PROVIDED TEXT
══════════

Awww, bless her for trying though!!! I knew she was intelligent!!  She obviously wanted to help but just got a little over-excited.  Bless her! Clever Rosie bunny


----------



## Tink82 (Mar 22, 2009)

helebelina said:


> Awww, bless her for trying though!!! I knew she was intelligent!!  She obviously wanted to help but just got a little over-excited.  Bless her! Clever Rosie bunny


she is very cleer bless  and it was OH's duvet underneith so it didn't matter lmao!!


----------



## helebelina (Nov 11, 2009)

Tink82 said:


> she is very cleer bless  and it was OH's duvet underneith so it didn't matter lmao!!


Haha!! Extra clever bunny!!!!


----------



## hazyreality (Jan 11, 2009)

Tink82 said:


> Well If your stealing Rosie I'll take Hope and he can be Chesters long lost bro


Noooooo! If I didnt have Hope, who would I have to bang on the door when he gets impatient, who will let me hold them like a baby  who will let me give them a ear scratch and a head rub whenever I see him. :001_tt1:

I guess you can keep Rosie - but if Chester and Hope are brothers, and Rosie and Chester are a couple(will be!) Then that makes me family!  lmao

*Heidi*

p.s. I blame you lot, I was never a mad bunny stealing person before :wink: :blush:


----------



## Tink82 (Mar 22, 2009)

══════════

PROBLEMS
(a) In the rabbit forum thread, why does hazyreality object to Tink82 taking Hope? Answer in one to three sentences.
(b) From the rabbit forum thread, extract everything from "## helebelina (Nov" down to "Extra clever bunny!!!!".
The lines that come next are separate material and have nothing to do with the rabbit forum thread.

══════════

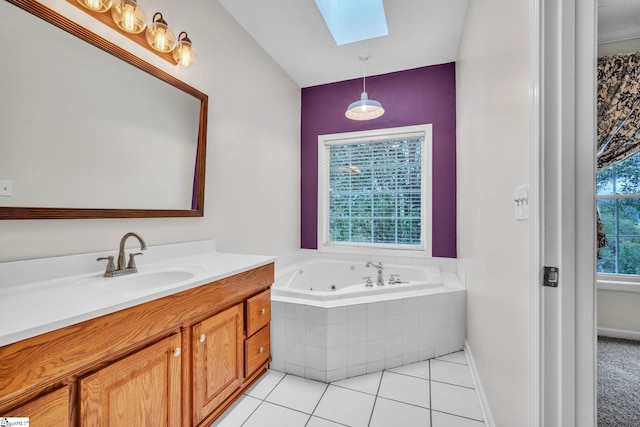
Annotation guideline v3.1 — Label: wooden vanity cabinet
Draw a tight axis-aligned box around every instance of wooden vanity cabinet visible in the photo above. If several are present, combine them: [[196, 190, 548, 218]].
[[5, 386, 72, 427], [0, 264, 274, 427], [79, 334, 182, 427], [244, 289, 271, 377], [192, 304, 244, 424]]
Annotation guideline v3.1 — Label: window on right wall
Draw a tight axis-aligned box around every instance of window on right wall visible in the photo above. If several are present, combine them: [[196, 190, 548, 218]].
[[596, 152, 640, 275], [318, 125, 431, 256]]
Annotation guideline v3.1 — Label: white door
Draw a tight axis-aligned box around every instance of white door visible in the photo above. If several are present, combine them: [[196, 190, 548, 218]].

══════════

SOLUTIONS
(a) Without Hope, hazyreality would have no one to bang on the door when impatient and no one to hold like a baby. There would also be no one to give an ear scratch and a head rub whenever hazyreality sees him.

(b)
## helebelina (Nov 11, 2009)

Tink82 said:


> she is very cleer bless  and it was OH's duvet underneith so it didn't matter lmao!!


Haha!! Extra clever bunny!!!!